## WORK TO COMPLETE:
Every line below needs to be reproduced exactly.

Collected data
BEGIN
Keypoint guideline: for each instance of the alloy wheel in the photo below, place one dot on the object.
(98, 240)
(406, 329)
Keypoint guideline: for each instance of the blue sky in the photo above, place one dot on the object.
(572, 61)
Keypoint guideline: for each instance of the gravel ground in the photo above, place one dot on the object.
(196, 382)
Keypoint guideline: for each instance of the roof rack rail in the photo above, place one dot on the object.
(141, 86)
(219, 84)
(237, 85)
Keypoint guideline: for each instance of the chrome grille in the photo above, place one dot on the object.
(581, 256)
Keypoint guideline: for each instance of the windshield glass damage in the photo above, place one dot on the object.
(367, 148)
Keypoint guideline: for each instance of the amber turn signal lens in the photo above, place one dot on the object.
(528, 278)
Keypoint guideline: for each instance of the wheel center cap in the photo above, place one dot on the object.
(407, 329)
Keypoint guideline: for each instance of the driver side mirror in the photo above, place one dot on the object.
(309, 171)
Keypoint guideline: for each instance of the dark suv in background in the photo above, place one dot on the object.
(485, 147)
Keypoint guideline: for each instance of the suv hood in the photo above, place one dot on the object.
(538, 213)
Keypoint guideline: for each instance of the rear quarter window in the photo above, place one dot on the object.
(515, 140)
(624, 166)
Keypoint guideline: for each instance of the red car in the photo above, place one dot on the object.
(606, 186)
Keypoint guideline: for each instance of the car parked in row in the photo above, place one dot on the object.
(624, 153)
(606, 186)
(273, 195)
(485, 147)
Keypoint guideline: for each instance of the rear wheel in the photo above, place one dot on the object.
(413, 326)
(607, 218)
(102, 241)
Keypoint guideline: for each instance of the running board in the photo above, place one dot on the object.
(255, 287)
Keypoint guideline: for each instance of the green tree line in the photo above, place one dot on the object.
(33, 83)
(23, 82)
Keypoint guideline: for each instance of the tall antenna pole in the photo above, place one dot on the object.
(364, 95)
END
## TASK SOLUTION:
Keypoint guideline: for each instance of the alloy wheel in the photo below, place one dot on the object.
(98, 240)
(406, 329)
Keypoint guideline: for each instance of the blue sky in the photo above, place one dot on the object.
(572, 61)
Keypoint guideline: for each instance of the gravel ground in the photo above, place one dot on the object.
(196, 382)
Keypoint guideline: for each instance of the roof rack rail in the photo above, place one dot on the object.
(141, 86)
(219, 84)
(237, 85)
Keypoint guideline: for each instance of the chrome grille in the photo above, place one dot on the object.
(581, 256)
Keypoint guideline: for each instance of the windshield glass damage in the photo above, place one dot on the object.
(367, 148)
Keypoint guideline: for each instance of the amber turn signal lens in the photo above, place one dot on the object.
(528, 278)
Keypoint guideline: for each instance of the wheel center cap in the photo above, place one dot on the object.
(407, 329)
Keypoint guideline: for each instance of the driver side mirror in the photo above, place one dot on the object.
(309, 171)
Keypoint guideline: for each instance of the dark suv in background in the photo above, place one dot on the object.
(485, 147)
Keypoint guideline: for each instance of the suv hood in the photo above, place one dot on the object.
(538, 213)
Keypoint guideline: for each instance of the rear quarter window in the photo above, place one dot on the object.
(515, 140)
(624, 166)
Keypoint guideline: for each instance of the red car in the photo above, place one dot on the object.
(606, 186)
Keypoint guideline: for each instance of the car parked in row in the photo above, place one dot on the object.
(624, 153)
(606, 186)
(273, 195)
(485, 147)
Keypoint guideline: for each instance of the rear wheel in the photo above, place one dot on the object.
(413, 326)
(607, 218)
(102, 241)
Keypoint guideline: for each instance of the running board in the photo above, place one dot on the object.
(255, 287)
Keypoint guideline: for each instance of the green tree line in the photo above, place one dot on the object.
(33, 83)
(23, 82)
Keypoint guideline: for each instance of the tall antenna pole in the photo above, place one dot on the object.
(364, 95)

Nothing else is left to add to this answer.